Start of Block
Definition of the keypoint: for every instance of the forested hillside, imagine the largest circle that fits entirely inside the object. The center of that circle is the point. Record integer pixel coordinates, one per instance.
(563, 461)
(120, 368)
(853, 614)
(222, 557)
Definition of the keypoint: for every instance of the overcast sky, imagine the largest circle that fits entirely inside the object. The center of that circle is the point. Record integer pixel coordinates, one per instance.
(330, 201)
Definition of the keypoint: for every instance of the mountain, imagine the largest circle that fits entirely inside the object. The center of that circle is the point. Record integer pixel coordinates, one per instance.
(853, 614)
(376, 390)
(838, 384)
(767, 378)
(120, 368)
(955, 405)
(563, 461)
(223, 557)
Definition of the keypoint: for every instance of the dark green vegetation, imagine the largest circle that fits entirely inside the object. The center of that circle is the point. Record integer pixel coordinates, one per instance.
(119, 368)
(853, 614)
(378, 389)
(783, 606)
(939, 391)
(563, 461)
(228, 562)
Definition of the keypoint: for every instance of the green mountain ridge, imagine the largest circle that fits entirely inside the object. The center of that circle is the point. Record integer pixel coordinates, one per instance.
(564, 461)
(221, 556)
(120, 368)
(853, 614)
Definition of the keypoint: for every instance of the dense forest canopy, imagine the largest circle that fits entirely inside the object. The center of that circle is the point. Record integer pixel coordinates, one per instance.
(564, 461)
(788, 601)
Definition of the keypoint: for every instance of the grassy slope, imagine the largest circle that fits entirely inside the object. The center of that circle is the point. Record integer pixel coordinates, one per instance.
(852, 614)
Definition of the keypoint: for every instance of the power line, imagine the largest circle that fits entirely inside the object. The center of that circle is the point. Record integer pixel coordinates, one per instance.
End of Block
## EXERCISE REQUIREMENTS
Make a verbatim copy of every entry shown above.

## YOUR RESPONSE
Definition of the keypoint: for every instance of the forested hillside, imagine the largest circle that fits entirely inside the object. The center of that circle is the point. Record integer pixel coordinates, one per instance.
(563, 461)
(120, 368)
(853, 614)
(222, 557)
Definition of the keypoint: for every instance of the overcast sky, imagine the largest circle that fits entirely inside the object. The center of that circle is the point. Record integer pixel coordinates, one per instance.
(330, 201)
Definition of the keypoint: for every instance of the mountain, imagine the largest circle that fits entirely inside the object. The center of that circle is the point. Record integer pixel coordinates, one per instance.
(853, 614)
(376, 390)
(838, 384)
(767, 378)
(120, 368)
(955, 405)
(563, 461)
(223, 557)
Definition of the keypoint: for every instance of the dark green vegetation, imagine the largest circle that fits entirely inside the object. The center of that circle is the point. Record integer pixel coordinates, one per instance.
(119, 368)
(853, 614)
(378, 389)
(783, 606)
(939, 391)
(563, 461)
(228, 562)
Definition of the keypoint: for every instance of the green mountain ridge, imagine the largest circle that fits entirely inside the object. The center of that circle is the point. Record integer pixel coordinates, one per instance.
(564, 461)
(221, 556)
(120, 368)
(853, 614)
Definition of the keypoint: for every instance of the dense forest canopy, imagine the largest circle that fits entirely inside the object. The center of that circle is the point. Record integer pixel coordinates, one per instance.
(564, 461)
(788, 601)
Definition of the keypoint: for every instance of the grassy slope, imagine the largest circle that fits entirely inside the object. The center of that circle is the point. Record integer pixel coordinates, one per instance.
(852, 614)
Definition of the keypoint: for every instance of the power line, imagine the largest circle that fits entirely inside the object. The center of that circle is the point. Record integer pixel coordinates, one per instance.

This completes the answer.